### READING PASSAGE
Not logged inChampdogs Information Exchange
Forum Breeders Help Search Board Index Active Topics Login

Find your perfect puppy at Champdogs
The UK's leading pedigree dog breeder website for over 25 years

Topic Dog Boards / General / This Morning (locked)
1 2 Previous Next  
- By bilbobaggins [gb] Date 26.09.08 15:39 UTC

> I have my BC which i have had for 8 weeks on the bed with me have done since day one. Makes you think though if i have done the right thing.  You can never really know with any animal though and its a risk i'm willing to take.


The only problem is BC get very big. Is your bed big enough to share ?? LOL
- By munrogirl76 Date 26.09.08 15:53 UTC

> I have never used a clicker but dont believe that it is neccesary in positive reinforcement training in animals.


That wasn't what I said. I was making the point that DB uses bullying methods rather than positive reinforcement, when positive RF works better anyway. :-) Of course it is possible to train a dog using positive methods without a clicker. Though I have to say if you don't use one it might be worth thinking about - I was truly astounded by the results it achieved and the speed with which it achieved them (that was used by an experienced dog trainer not me BTW :-D - though even used by me it has worked the best out of positive methods. ) It is in widespread use amongst positive trainers - which is why the absence of seeing one used - ever - on DB has stuck in my mind, though I have seen plenty of the rattle bottles, spray collars, water spraying et al. :-(
- By STARRYEYES Date 26.09.08 15:55 UTC
This wasnt just a bite to the face the dog bit her whole nose off which couldnt be found afterwards so they presume he also ate it she had a hole where her nose should have been, it would take a very strong person indeed to keep that dog and not have it put to sleep , imagine if it was sleeping on a childs bed and ripped the nose of your child while sleeping can you honestly say you would consider keeping the dog , I have to say I wouldnt be able to trust it .No-one can actually give a answer to this freak ....be it an accident or reaction to something that he was dreaming about ...it still happened.

### TASK TO COMPLETE
Please retype the part of the forum thread between "Not logged inChampdogs" and "This Morning (locked)", inclusive.

### Items taken from a data source
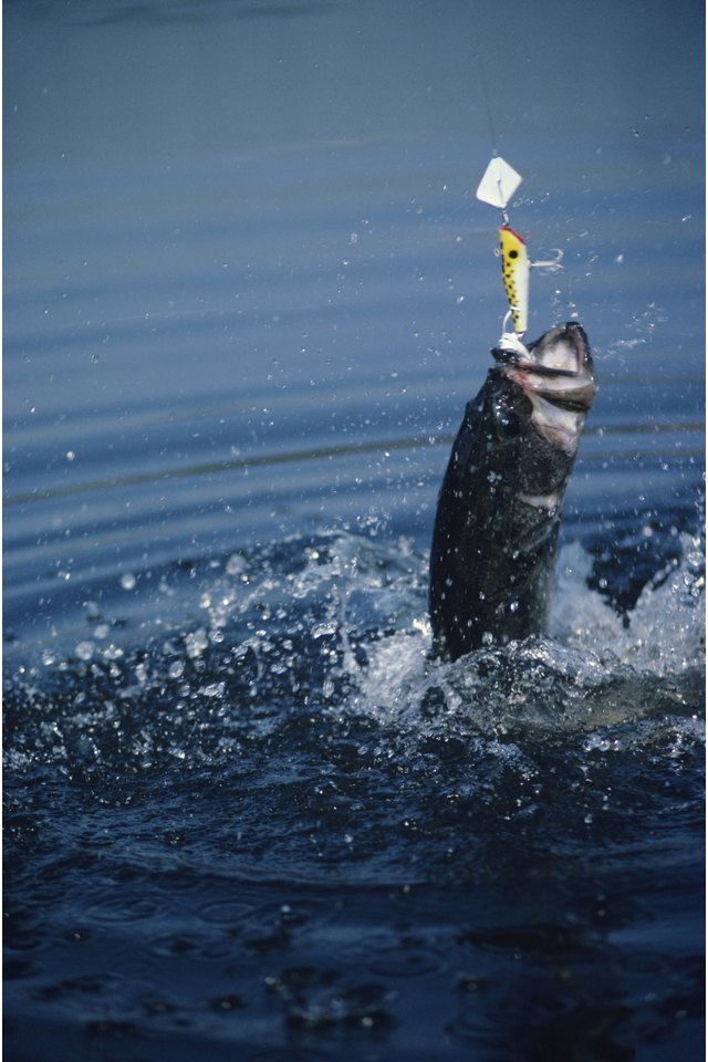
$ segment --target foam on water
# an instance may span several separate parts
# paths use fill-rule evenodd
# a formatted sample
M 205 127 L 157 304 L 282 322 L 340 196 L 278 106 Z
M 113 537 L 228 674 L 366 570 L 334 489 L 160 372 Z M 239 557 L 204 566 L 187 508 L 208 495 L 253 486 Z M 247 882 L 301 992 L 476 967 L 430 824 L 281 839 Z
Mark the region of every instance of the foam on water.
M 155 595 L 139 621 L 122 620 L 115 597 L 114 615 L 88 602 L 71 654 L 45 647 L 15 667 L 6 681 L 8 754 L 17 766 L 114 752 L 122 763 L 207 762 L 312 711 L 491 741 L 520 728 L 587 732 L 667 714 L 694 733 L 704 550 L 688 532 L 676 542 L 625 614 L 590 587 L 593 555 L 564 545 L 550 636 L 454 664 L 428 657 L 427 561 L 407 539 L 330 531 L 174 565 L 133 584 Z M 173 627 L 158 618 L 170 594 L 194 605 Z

---

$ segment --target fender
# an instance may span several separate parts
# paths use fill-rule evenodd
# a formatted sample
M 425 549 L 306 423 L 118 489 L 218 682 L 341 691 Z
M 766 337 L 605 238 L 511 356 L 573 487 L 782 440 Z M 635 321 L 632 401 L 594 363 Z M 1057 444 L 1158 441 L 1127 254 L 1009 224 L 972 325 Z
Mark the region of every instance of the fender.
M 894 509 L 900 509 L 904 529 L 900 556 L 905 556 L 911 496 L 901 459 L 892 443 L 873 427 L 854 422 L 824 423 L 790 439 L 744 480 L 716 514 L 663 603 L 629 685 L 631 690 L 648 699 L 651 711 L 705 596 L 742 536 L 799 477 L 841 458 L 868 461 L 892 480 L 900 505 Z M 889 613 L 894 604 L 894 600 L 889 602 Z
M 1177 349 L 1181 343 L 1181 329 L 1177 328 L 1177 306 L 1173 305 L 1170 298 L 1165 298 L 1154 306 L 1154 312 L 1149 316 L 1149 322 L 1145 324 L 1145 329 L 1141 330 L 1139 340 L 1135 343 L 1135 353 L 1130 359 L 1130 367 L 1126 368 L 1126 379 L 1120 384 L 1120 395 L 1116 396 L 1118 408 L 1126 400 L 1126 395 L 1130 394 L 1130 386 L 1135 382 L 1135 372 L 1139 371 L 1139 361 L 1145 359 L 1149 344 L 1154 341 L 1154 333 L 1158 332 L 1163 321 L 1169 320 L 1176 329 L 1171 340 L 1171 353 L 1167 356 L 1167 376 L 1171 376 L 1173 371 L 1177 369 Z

==

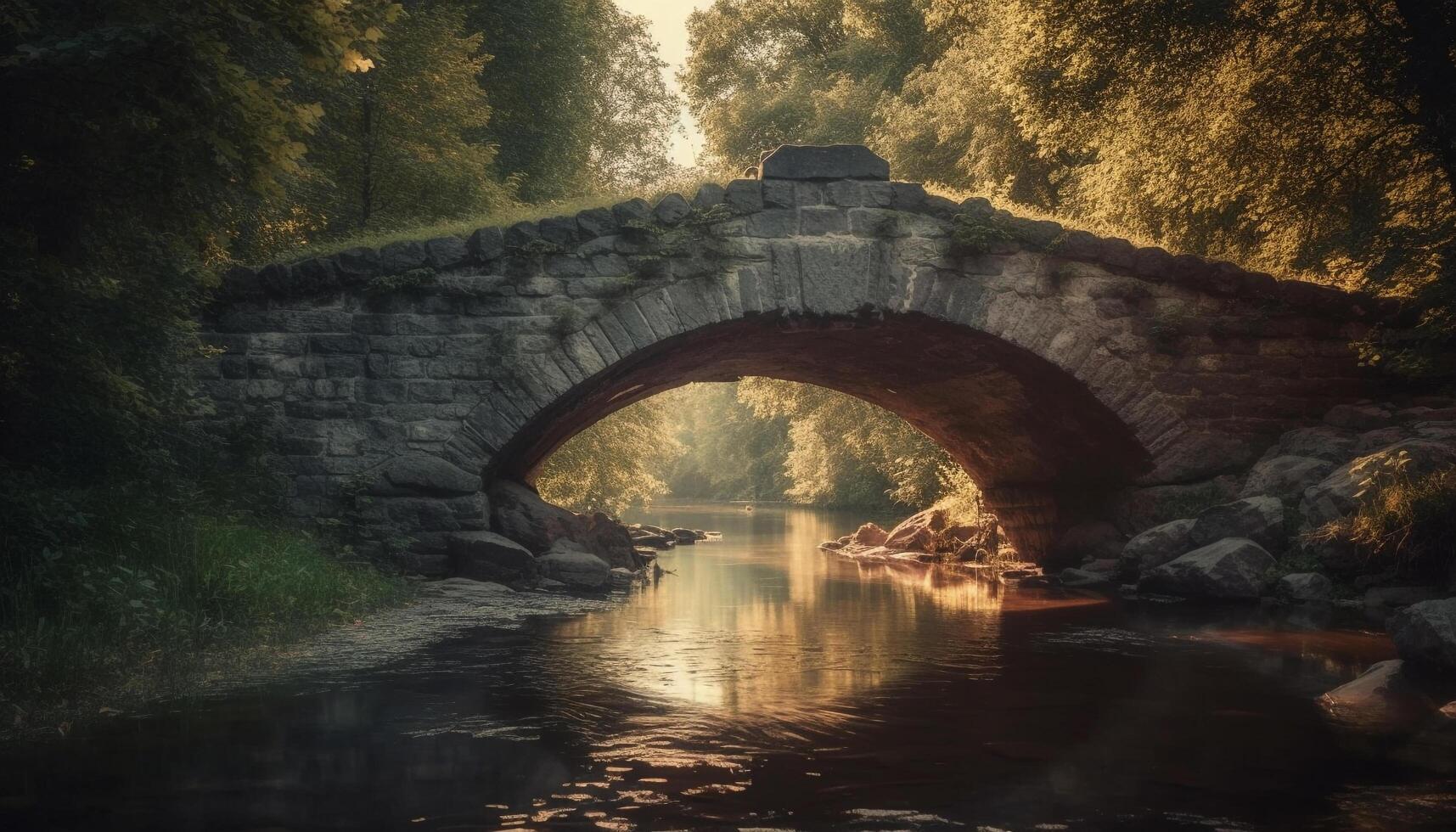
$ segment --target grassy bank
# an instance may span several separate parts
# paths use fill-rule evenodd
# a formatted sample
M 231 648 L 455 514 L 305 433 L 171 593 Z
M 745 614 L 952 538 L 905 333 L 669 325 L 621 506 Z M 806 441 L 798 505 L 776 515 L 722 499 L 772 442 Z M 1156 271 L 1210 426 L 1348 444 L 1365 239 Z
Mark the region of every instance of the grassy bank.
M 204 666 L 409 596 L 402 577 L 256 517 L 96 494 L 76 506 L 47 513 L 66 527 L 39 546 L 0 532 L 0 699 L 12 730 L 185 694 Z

### ANSWER FOR THIS EXERCISE
Not logged inChampdogs Information Exchange
Forum Breeders Help Search Board Index Active Topics Login

Find your perfect puppy at Champdogs
The UK's leading pedigree dog breeder website for over 25 years

Topic Dog Boards / General / This Morning (locked)